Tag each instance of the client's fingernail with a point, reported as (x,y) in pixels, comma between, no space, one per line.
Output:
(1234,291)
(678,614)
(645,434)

■ ■ ■ ■

▶ **INSTRUCTIONS TO FOLLOW**:
Reproduce each of the items above word for word.

▶ **FULL OUTPUT**:
Tag each instance of the client's fingernail with a point, reported as (x,y) in pixels, comma between, no space, one per line.
Output:
(1234,291)
(678,614)
(645,434)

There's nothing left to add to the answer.